What is expected | Copy every record below, exactly as written.

Recorded data |
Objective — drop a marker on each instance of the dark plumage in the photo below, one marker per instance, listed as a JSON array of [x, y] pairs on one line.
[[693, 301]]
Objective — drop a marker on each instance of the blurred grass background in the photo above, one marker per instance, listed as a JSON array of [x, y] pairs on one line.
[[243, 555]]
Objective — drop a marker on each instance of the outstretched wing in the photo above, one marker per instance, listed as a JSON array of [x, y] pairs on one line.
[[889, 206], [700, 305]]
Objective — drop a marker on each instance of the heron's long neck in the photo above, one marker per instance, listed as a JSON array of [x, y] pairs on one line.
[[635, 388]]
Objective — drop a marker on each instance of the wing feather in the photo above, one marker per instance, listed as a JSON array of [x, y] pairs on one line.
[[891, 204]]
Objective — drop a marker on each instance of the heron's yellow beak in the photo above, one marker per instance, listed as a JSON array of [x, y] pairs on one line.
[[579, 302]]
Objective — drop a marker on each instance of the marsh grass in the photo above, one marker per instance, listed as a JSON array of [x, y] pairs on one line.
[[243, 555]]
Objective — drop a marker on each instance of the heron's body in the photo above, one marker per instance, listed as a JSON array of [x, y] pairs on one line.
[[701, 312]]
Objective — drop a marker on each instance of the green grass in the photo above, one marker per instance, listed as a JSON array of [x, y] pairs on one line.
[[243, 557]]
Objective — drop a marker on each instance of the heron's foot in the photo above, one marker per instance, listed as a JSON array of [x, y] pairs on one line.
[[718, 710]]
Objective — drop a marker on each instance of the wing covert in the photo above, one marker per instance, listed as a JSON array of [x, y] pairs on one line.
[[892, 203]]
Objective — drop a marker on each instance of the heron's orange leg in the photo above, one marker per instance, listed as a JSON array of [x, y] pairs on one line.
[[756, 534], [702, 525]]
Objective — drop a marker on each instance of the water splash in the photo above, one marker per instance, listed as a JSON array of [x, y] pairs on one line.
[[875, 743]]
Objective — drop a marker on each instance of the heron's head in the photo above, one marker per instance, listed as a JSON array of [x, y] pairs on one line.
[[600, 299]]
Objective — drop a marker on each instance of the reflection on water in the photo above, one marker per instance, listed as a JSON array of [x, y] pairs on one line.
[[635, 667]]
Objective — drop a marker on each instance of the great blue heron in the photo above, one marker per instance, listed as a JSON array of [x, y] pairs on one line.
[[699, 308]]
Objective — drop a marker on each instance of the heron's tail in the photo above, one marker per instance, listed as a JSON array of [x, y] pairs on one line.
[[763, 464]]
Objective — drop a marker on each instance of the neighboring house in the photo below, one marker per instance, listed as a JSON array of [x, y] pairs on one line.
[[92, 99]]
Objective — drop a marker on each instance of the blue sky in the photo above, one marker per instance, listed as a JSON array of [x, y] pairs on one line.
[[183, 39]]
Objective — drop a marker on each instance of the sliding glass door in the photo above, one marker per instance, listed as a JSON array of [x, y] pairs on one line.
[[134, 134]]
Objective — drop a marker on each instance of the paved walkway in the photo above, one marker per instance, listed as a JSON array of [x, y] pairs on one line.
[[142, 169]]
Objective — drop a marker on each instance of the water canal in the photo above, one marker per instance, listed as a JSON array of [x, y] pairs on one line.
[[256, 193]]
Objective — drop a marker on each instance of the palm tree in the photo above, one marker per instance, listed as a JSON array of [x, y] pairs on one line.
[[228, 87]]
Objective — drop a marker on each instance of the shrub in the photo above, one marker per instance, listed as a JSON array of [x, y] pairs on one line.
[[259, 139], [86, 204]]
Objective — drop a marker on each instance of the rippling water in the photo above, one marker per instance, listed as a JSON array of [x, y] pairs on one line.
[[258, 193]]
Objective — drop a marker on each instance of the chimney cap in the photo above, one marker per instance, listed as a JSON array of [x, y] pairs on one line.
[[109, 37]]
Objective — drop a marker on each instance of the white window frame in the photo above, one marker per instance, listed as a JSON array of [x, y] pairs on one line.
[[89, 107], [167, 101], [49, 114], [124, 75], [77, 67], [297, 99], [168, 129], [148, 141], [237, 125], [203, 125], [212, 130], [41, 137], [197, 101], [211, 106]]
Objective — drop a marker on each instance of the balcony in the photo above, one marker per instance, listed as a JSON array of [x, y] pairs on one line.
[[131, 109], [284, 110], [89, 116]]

Answer for the task |
Objective — drop a marker on each instance of the dark plumage in the photo below, one marker per instance, listed as a JSON array of [x, y] pairs on one line.
[[693, 301]]
Objective — drop a marker on each instance of the blurred grass background in the photo above, one marker per instance, listed as a JSON array of [x, y] pairs on one line.
[[243, 555]]
Objective — drop a marker on each instance of the outstretched wing in the photo above, one marker per instance, listed as a JSON array of [x, y] pairs on one line.
[[889, 206], [700, 305]]
Objective — drop a marker on each instance of the heron's long neck in the photo above, one marker per instance, listed as a JSON array of [x, y] pairs on one line.
[[635, 388]]
Objective — drop a marker on each instance of the wing feather in the photo above, one marker per instance, listed as a JSON array of [x, y] pairs on one line.
[[891, 204]]
Objective — drop a marker on each instance of the heron's yellow beak in the photo above, one marker per instance, listed as a JSON array of [x, y] pairs on one line.
[[579, 302]]
Objective — drop a marker on each instance of the marsh grass in the photo above, one marker per instance, listed as a JSON array of [x, y] pairs on one line.
[[243, 555]]
Objective — drop a marker on each instance of the heron's body in the photo above, one marker per instance, listed as a JSON array of [x, y] pairs on one line.
[[701, 312]]
Objective — drop a marker on each instance of the green grass in the photo above, one marker per instance, listed as a JSON array of [x, y] pairs on one line.
[[243, 557]]
Objective — drop a marker on each instance of the heron's foot in the photo above, one marker per instance, listed as a JSON array of [x, y] pairs on one line.
[[718, 710]]
Objective — drop a marker on each instance of the wing covert in the photo above, one marker per instance, listed as a JSON array of [x, y] pairs on one line.
[[892, 203]]
Objective — drop a marker on each instance of the heron's orange leg in the photo above, one marker per instance, listed as a JSON array of [x, y] pairs on one line.
[[756, 534], [702, 525]]
Objective — drop a marker on each instance of the water splash in the photo above, one marker per instance, listed as a JSON array of [x, y] pairs on one line.
[[875, 743]]
Objective — drop a marker on each instance of the heron's head in the photo above, one marker per instance, listed as a JSON array of [x, y] pairs on one line.
[[600, 299]]
Objective — drop a marker on each instance of the reflection on water in the photo above, one marker per instance, listed as a JSON array of [x, y] pairs on one line.
[[635, 667]]
Objective — drop a marker on each instance of the great blue heron in the photo above, one marker per instance, listed as a JSON array of [x, y] pairs on one line.
[[699, 308]]
Objective — drop a marker on each instance of the heron's tail in the photo above, one marker per instance, listed as a JSON array of [x, y] pairs on one line.
[[763, 464]]
Objective — drop a marker on each instance of the neighboring house in the photo below, one marker per instance, listed as a JSON array of [x, y] pairs on one line.
[[92, 99]]
Objective — drop a marker on each instance of the blue sky in the photo above, one marker per instance, listed as a JSON array of [x, y] pairs on one line.
[[183, 39]]
Objective — drop a marker on each instance of the sliding glass door in the photo above, one marker per instance, listed as a JSON array of [x, y] pairs on one line.
[[134, 134]]
Objective — drop a marker on each instance of the paved walkway in the photo above, one marker per instance, listed as a JSON array of [x, y] pairs on one line.
[[142, 169]]
Objective — drop a marker on each instance of the water canal in the photo above, one marker per instance, listed as a JSON array of [x, y] pairs on one line.
[[256, 193]]
Objective — drop a marker on each instance of the palm tree in the photo above, one marker per instance, listed as a JSON array of [x, y] pairs on one line.
[[228, 87]]
Objective — drop a marker on each instance of the shrub in the photo above, one marker per instance, listed as a JSON array of [x, y] pairs on one line.
[[259, 139], [86, 204]]
Objective — drop a marker on each instance of the rippling water in the photo above, one marker per instance, listed as a JSON array of [x, y] pairs on one line.
[[258, 193]]
Objective — drop a marker on each instance of the chimney cap in the photo above, one marker per instance, listed as a JSON array of [x, y] pairs on one line.
[[109, 37]]
Objective — drop a marker on each instance of the white window frame in the photo above, one marker per instance, listed as a JSON array of [x, y] pairs on one line.
[[89, 107], [167, 101], [49, 114], [124, 75], [77, 67], [297, 99], [168, 129], [148, 141], [237, 125], [203, 125], [212, 130], [41, 137], [197, 101], [211, 106]]
Objective — drop a marker on each instance of the balcony in the photo above, one marker per instance, listed as a JSON array of [x, y] pairs on one line.
[[131, 109], [284, 110], [89, 116]]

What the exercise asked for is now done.